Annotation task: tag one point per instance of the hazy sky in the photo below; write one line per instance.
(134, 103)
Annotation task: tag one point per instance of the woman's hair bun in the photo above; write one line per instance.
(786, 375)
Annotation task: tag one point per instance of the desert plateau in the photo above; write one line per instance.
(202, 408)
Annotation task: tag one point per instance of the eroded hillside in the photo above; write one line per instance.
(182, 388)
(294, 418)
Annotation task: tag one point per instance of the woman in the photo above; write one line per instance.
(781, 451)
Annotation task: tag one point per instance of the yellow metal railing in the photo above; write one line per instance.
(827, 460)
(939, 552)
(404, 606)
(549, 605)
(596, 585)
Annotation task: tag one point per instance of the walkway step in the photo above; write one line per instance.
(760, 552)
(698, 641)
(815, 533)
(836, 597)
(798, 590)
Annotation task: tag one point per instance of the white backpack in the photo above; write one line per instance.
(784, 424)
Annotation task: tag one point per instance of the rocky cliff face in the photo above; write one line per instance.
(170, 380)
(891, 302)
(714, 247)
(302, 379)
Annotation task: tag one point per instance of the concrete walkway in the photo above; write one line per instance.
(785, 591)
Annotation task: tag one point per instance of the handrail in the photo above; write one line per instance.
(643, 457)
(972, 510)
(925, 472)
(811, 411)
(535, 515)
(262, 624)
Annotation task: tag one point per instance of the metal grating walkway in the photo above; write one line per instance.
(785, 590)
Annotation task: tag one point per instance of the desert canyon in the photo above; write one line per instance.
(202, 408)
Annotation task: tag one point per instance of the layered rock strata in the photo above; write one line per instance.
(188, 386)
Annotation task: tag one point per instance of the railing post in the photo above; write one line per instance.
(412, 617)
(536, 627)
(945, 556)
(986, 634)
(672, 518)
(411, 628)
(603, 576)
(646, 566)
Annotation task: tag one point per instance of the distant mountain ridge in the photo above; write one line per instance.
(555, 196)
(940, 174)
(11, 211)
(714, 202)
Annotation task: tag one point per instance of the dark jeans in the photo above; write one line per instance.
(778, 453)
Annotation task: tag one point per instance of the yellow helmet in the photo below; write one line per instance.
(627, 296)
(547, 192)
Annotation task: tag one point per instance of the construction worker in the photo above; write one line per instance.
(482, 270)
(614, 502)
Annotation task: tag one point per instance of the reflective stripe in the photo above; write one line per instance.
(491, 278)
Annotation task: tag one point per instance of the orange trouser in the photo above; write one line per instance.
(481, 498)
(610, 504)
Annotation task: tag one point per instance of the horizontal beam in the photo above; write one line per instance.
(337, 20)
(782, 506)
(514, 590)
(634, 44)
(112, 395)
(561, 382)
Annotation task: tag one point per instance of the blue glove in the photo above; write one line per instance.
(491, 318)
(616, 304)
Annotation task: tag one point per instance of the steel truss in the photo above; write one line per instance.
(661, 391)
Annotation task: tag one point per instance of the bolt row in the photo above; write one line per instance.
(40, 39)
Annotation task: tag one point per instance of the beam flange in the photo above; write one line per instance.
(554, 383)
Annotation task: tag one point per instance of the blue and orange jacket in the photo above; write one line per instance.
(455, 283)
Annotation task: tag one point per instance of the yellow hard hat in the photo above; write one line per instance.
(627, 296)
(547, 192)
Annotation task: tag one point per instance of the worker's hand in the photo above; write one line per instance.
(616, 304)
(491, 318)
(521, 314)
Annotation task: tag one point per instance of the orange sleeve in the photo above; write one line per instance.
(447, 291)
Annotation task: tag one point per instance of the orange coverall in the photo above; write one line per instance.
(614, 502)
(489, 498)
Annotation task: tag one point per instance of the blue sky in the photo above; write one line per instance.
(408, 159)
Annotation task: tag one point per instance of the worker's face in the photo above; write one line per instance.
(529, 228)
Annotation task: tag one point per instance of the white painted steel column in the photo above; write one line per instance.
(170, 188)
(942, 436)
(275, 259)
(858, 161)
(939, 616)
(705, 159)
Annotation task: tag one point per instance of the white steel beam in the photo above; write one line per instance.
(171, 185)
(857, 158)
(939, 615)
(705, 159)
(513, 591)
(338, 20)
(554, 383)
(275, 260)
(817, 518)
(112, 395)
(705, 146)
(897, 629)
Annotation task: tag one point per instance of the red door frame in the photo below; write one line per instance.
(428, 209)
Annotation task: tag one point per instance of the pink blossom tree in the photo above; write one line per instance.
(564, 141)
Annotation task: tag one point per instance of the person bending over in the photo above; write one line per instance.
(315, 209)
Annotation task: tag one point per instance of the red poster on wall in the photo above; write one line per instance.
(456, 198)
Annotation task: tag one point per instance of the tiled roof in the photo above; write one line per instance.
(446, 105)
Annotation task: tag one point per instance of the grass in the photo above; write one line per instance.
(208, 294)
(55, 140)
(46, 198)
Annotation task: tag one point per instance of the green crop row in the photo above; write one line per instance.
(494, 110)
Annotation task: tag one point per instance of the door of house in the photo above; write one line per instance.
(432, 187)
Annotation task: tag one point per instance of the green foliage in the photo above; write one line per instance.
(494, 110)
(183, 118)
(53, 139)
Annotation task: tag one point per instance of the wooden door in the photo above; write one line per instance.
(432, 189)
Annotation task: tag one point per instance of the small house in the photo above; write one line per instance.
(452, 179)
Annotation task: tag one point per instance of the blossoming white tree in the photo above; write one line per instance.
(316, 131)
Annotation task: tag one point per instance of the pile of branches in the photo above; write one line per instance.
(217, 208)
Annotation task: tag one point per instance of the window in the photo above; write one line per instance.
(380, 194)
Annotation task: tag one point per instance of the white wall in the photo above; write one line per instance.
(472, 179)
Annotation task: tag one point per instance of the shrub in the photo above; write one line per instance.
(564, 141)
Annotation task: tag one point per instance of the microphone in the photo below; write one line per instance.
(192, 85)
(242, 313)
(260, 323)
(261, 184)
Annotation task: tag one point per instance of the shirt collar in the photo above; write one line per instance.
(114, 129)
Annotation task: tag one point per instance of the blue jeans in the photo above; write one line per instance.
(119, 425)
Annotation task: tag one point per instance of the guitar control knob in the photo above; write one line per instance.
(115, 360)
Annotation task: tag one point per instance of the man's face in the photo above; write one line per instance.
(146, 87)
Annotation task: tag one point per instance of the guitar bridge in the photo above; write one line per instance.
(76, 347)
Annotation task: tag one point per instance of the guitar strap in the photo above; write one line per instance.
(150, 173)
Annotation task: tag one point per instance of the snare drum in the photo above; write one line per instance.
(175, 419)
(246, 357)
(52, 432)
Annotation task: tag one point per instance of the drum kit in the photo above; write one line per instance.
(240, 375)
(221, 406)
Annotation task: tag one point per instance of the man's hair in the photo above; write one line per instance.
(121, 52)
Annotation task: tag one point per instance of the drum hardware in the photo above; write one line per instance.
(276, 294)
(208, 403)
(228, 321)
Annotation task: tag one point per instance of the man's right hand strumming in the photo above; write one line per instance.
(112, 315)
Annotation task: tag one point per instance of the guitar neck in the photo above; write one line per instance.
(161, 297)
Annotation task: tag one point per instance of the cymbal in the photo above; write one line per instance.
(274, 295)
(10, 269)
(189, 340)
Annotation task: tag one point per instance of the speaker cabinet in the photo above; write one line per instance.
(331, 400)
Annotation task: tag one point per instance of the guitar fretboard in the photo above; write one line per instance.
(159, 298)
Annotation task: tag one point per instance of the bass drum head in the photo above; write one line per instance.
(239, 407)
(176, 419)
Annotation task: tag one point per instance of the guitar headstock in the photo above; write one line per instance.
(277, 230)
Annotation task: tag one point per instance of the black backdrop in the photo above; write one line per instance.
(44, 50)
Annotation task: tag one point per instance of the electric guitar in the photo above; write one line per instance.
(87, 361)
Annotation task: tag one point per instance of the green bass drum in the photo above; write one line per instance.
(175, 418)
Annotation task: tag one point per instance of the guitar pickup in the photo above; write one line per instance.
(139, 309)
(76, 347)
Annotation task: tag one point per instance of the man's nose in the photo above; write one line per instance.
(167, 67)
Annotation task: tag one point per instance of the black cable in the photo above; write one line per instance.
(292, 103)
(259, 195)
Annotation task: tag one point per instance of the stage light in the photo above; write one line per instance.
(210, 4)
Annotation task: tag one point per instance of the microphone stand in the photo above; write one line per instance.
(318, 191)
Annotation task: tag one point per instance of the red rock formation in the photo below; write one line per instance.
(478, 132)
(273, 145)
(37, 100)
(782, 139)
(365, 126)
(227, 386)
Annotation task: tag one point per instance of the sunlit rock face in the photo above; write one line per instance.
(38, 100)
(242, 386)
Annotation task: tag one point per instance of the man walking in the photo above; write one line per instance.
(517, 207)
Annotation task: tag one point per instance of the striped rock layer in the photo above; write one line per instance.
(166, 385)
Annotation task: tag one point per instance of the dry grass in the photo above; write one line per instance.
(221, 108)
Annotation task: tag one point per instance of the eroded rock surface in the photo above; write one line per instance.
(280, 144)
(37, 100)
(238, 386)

## AIM
Look above for the line containing "the guitar fretboard", then transcribe it and all lines after it through the last, exactly and with nothing else.

## RESPONSE
Annotation task: tag one point per instance of the guitar fretboard in the photo above; write one line per instance.
(159, 298)
Annotation task: tag one point per instance of the bass drum head in the photo above; write one line per instance.
(239, 407)
(176, 419)
Annotation task: tag one point per instance of the guitar headstock in the photo above; write one line per instance.
(277, 230)
Annotation task: tag one point per instance of the black backdrop in the photo above; write one line per instance.
(44, 50)
Annotation task: tag one point per instance of the electric guitar in the photo above; write one line per instance.
(87, 361)
Annotation task: tag one point per instance of the green bass drum in the photo above; write one line per instance.
(175, 418)
Annotation task: tag one point per instance of the guitar pickup in the photo above; write one line per instance.
(139, 309)
(76, 347)
Annotation task: tag one point per instance of the man's nose in the photo above; write one line per instance.
(167, 67)
Annotation task: tag one point per instance of the black cable in the photo above; write one line per instance.
(292, 103)
(259, 195)
Annotation task: tag one point per instance of the stage light in the photo above; write one line per instance.
(210, 4)
Annotation task: tag one point per instance of the microphone stand in the photo above; write one line per instance.
(318, 191)
Annotation task: tag one point per instance of the red rock formation in the photo below; write one line per instance.
(478, 132)
(273, 145)
(37, 100)
(782, 139)
(365, 126)
(227, 386)
Annotation task: tag one point per instance of the sunlit rock face in the photo above; write one line per instance.
(38, 100)
(242, 386)
Annotation task: tag one point per instance of the man walking in the photo above; write one line per instance.
(517, 207)
Annotation task: tag one point per instance of the striped rock layer in the photo above; write one line per instance.
(166, 385)
Annotation task: tag one point per instance of the dry grass in the photo above; write one line per instance.
(221, 108)
Annotation task: tag one point per instance of the eroded rock surface in the photo above; write one line per instance.
(280, 144)
(37, 100)
(238, 386)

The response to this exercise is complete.